- Exercise directions
Copy the entries exactly, leaving out nothing.

════════

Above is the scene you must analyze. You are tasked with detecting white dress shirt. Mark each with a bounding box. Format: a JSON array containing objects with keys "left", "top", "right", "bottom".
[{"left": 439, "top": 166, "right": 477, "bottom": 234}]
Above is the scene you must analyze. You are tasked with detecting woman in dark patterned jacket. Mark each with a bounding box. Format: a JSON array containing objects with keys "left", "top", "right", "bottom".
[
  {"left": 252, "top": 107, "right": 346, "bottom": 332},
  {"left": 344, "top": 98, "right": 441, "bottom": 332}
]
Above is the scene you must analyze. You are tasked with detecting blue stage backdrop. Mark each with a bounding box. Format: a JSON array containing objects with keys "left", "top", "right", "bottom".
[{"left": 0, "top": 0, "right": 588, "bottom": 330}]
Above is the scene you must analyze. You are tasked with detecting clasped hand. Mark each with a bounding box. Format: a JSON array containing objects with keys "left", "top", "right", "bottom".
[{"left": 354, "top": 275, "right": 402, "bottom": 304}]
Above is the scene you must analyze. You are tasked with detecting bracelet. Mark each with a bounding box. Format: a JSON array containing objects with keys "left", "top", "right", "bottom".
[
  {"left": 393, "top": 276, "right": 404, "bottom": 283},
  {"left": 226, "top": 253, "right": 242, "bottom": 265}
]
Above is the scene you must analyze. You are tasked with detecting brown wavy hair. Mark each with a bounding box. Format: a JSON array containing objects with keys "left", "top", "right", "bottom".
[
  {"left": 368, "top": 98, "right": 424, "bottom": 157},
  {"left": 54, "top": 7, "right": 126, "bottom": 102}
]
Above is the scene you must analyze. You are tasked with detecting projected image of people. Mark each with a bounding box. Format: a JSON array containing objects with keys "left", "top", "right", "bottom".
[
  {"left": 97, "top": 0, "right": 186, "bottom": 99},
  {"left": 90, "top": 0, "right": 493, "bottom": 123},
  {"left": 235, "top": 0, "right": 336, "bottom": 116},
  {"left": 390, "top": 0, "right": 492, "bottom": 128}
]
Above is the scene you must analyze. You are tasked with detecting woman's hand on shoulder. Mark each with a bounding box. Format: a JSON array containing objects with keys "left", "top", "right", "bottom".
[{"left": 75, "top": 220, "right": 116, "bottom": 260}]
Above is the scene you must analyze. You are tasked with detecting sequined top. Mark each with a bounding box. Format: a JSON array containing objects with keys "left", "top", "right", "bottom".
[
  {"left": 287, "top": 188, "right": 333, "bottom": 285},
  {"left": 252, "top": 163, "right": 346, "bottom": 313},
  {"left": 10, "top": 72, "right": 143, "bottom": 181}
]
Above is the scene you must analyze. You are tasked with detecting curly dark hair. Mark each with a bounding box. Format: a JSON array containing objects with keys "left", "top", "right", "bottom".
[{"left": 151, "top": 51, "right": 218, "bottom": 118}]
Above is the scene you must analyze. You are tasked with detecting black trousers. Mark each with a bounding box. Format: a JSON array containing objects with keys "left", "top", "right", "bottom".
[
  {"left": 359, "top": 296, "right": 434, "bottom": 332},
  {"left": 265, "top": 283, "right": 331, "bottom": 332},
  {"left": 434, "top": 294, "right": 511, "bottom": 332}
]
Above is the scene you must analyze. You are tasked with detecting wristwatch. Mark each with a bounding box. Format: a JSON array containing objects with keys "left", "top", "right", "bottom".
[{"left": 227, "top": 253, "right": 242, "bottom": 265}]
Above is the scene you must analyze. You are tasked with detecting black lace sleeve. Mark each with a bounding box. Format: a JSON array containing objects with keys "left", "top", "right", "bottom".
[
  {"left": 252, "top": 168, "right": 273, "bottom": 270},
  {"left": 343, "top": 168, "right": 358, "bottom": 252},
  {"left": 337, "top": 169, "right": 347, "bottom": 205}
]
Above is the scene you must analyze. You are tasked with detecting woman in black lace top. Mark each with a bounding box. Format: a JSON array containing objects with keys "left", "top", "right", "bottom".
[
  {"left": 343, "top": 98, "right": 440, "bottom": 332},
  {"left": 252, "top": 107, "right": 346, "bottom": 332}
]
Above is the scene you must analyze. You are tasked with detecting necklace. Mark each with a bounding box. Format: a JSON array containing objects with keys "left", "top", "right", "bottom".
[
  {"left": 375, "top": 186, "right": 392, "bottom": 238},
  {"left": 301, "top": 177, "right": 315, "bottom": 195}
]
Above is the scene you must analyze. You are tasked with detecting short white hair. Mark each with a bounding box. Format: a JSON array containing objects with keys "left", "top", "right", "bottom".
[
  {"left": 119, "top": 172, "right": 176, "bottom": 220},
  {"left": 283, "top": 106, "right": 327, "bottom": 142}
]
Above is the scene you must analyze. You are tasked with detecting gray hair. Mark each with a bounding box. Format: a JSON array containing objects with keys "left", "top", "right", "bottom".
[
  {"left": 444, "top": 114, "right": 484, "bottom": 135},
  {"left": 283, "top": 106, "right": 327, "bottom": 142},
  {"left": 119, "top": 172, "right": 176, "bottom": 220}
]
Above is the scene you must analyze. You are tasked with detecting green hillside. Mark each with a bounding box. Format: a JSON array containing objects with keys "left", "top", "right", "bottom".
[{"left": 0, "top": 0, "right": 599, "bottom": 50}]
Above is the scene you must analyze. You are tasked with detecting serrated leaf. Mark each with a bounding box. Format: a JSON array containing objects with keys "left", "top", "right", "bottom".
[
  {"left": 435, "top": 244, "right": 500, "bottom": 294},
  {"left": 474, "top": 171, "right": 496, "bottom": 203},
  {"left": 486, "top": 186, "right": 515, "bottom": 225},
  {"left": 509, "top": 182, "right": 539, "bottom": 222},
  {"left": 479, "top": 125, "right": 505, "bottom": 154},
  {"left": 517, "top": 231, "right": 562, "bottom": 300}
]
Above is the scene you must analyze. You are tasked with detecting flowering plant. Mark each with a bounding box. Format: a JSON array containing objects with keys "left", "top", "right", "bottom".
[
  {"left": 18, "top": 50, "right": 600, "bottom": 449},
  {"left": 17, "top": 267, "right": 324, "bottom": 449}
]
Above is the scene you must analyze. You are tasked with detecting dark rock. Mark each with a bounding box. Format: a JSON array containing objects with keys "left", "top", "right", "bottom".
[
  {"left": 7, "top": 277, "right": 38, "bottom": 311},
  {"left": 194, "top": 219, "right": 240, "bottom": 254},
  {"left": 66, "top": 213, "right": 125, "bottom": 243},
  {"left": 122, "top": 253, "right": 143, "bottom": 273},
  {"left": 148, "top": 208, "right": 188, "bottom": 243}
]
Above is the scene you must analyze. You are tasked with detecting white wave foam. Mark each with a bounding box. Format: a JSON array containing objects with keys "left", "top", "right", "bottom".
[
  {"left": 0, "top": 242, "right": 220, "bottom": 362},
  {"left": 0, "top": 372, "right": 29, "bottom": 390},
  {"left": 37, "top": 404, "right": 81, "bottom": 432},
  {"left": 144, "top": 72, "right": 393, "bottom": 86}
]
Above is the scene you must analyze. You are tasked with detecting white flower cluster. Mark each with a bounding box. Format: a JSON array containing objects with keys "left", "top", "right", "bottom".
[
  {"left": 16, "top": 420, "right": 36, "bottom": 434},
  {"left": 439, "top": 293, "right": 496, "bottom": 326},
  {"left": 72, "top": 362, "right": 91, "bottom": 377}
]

════════

- Your response
Above is the scene you must analyze. You are tasked with detecting white dress shirt. Mark each with a bounding box. Format: a JSON array containing objects with keys "left", "top", "right", "bottom".
[{"left": 439, "top": 166, "right": 477, "bottom": 234}]
Above is the scene you must analyze. You are tasked with detecting woman in dark patterned jacket. Mark each with a bounding box. Format: a JSON array containing objects with keys "left", "top", "right", "bottom".
[
  {"left": 252, "top": 107, "right": 346, "bottom": 332},
  {"left": 344, "top": 98, "right": 441, "bottom": 332}
]
Above is the scene you must analyze. You are tasked with detecting blue stage backdrop. Mark each with a bounding box. Format: a JSON array containing objects with keys "left", "top", "right", "bottom".
[{"left": 0, "top": 0, "right": 588, "bottom": 330}]
Above is the scene you must analyze. You are tasked with detecting clasped hand. Mark each with a bounding box. Format: a JSON array containing objects with keys "left", "top", "right", "bottom".
[{"left": 354, "top": 275, "right": 402, "bottom": 304}]
Above is the scene you must analyze. You are tasked with detecting bracelet. Mark each with a bounding box. Format: a JSON array containing objects with keys "left", "top", "right", "bottom".
[
  {"left": 393, "top": 276, "right": 404, "bottom": 283},
  {"left": 226, "top": 253, "right": 242, "bottom": 265}
]
Above is the scene you must analyze. You are tasked with detecting brown wavy hair. Mark each with a bounding box. Format: a JSON array containing objects with keys "left", "top", "right", "bottom".
[
  {"left": 368, "top": 98, "right": 424, "bottom": 157},
  {"left": 54, "top": 7, "right": 126, "bottom": 102}
]
Above is the scene you must analyze. You are tasked with detecting projected image of people. Mark each with a bounding box. Format: a JSON array containing objects with keys "left", "top", "right", "bottom".
[
  {"left": 97, "top": 0, "right": 186, "bottom": 99},
  {"left": 90, "top": 0, "right": 493, "bottom": 123},
  {"left": 235, "top": 0, "right": 336, "bottom": 116},
  {"left": 390, "top": 0, "right": 492, "bottom": 128}
]
Above is the scene you must analyze. You are tasked with detecting woman's hand on shoulder. Mark each with a bounding box. Format: a JSON array containing objects with keys "left", "top", "right", "bottom".
[{"left": 75, "top": 220, "right": 116, "bottom": 260}]
Above is the scene you must analyze. You are tasked with detecting sequined top. Mark each with a bounding box. Format: a JSON array containing objects with keys "left", "top", "right", "bottom".
[
  {"left": 287, "top": 188, "right": 333, "bottom": 285},
  {"left": 252, "top": 163, "right": 346, "bottom": 313},
  {"left": 10, "top": 72, "right": 143, "bottom": 181}
]
Above is the scene you must analyze. You are tasked with detecting curly dark hair. Mark each with a bounding box. Format: a JSON array containing objects with keys "left", "top", "right", "bottom".
[{"left": 151, "top": 51, "right": 218, "bottom": 118}]
Above is the scene you must analyze. You are tasked with detecting black trousers. Mark each with a bounding box. Format: a JSON array containing objects with keys "left", "top", "right", "bottom".
[
  {"left": 359, "top": 296, "right": 434, "bottom": 332},
  {"left": 265, "top": 283, "right": 331, "bottom": 332},
  {"left": 434, "top": 294, "right": 511, "bottom": 332}
]
Above is the scene you must analyze. You are tasked with detecting wristwatch. Mark each with a bounding box. Format: a JSON array containing objects with keys "left", "top", "right", "bottom".
[{"left": 227, "top": 253, "right": 242, "bottom": 265}]
Above is the scene you must analyze. You are tasked with detecting black lace sleeve. Mark each with a bounding box. Format: a JSON array containing objects with keys "left", "top", "right", "bottom".
[
  {"left": 252, "top": 168, "right": 273, "bottom": 270},
  {"left": 343, "top": 168, "right": 358, "bottom": 252},
  {"left": 337, "top": 169, "right": 347, "bottom": 205}
]
Above is the scene you must analyze. You are tasked with detecting woman in black lace top. Mark each with a bounding box. Format: a JSON array containing objects with keys "left", "top", "right", "bottom".
[
  {"left": 343, "top": 98, "right": 440, "bottom": 332},
  {"left": 252, "top": 107, "right": 346, "bottom": 332}
]
Above is the scene you must analyze. You are tasked with detecting necklace. Mark each with a bounding box. Format: a JSON array containing objects with keys "left", "top", "right", "bottom".
[
  {"left": 375, "top": 186, "right": 392, "bottom": 238},
  {"left": 301, "top": 177, "right": 315, "bottom": 195}
]
Above is the scene you must analyze. You are tasked with detecting short white hair. Mark each with a bounding box. Format: a JSON array containing objects with keys "left", "top", "right", "bottom".
[
  {"left": 119, "top": 172, "right": 176, "bottom": 220},
  {"left": 283, "top": 106, "right": 327, "bottom": 142}
]
Above is the scene you must analyze. You are tasked with detecting gray hair. Mark each with a bounding box. Format: a JSON array containing objects with keys "left", "top", "right", "bottom".
[
  {"left": 444, "top": 114, "right": 484, "bottom": 135},
  {"left": 283, "top": 106, "right": 327, "bottom": 142},
  {"left": 119, "top": 172, "right": 176, "bottom": 220}
]
Above is the scene you must analyze. You are tasked with detecting green hillside. Mark each with a bounding box. Format: a JSON array containing objects with keys "left", "top", "right", "bottom".
[{"left": 0, "top": 0, "right": 599, "bottom": 50}]
Above is the scene you must analyze. You are tasked with detecting serrated leaf. Mark each with a bounding box. Format: a JSON array containing objects with keys "left", "top", "right", "bottom".
[
  {"left": 435, "top": 244, "right": 500, "bottom": 294},
  {"left": 474, "top": 171, "right": 496, "bottom": 203},
  {"left": 486, "top": 186, "right": 515, "bottom": 225},
  {"left": 509, "top": 182, "right": 539, "bottom": 222},
  {"left": 479, "top": 125, "right": 505, "bottom": 154},
  {"left": 517, "top": 231, "right": 562, "bottom": 300}
]
Above is the scene you must analyze. You are tasked with detecting flowering plant. Mark each with a bounding box. Format: a JSON array containing objects with keys "left", "top", "right", "bottom".
[
  {"left": 18, "top": 50, "right": 600, "bottom": 449},
  {"left": 17, "top": 267, "right": 324, "bottom": 449}
]
Above is the scene you must analyze. You are tasked with detecting dark rock. Mark each with a bounding box. Format: a JSON array containing objects with keys "left", "top", "right", "bottom".
[
  {"left": 7, "top": 277, "right": 38, "bottom": 311},
  {"left": 194, "top": 219, "right": 240, "bottom": 254},
  {"left": 66, "top": 213, "right": 125, "bottom": 243},
  {"left": 122, "top": 253, "right": 143, "bottom": 273},
  {"left": 148, "top": 208, "right": 188, "bottom": 243}
]
Above is the scene you must analyze. You are tasked with detecting white wave foam. Mark each with a bounding box. Format: a JSON array containing objects with keys "left", "top", "right", "bottom".
[
  {"left": 0, "top": 242, "right": 220, "bottom": 362},
  {"left": 0, "top": 372, "right": 29, "bottom": 390},
  {"left": 37, "top": 404, "right": 81, "bottom": 432},
  {"left": 144, "top": 72, "right": 393, "bottom": 86}
]
Above is the scene you must analyze. You are tasked with detecting white flower cluster. Mark each with a bounding box. Format: a JSON array containing objects with keys "left", "top", "right", "bottom".
[
  {"left": 16, "top": 420, "right": 36, "bottom": 434},
  {"left": 439, "top": 293, "right": 496, "bottom": 326},
  {"left": 72, "top": 362, "right": 91, "bottom": 377}
]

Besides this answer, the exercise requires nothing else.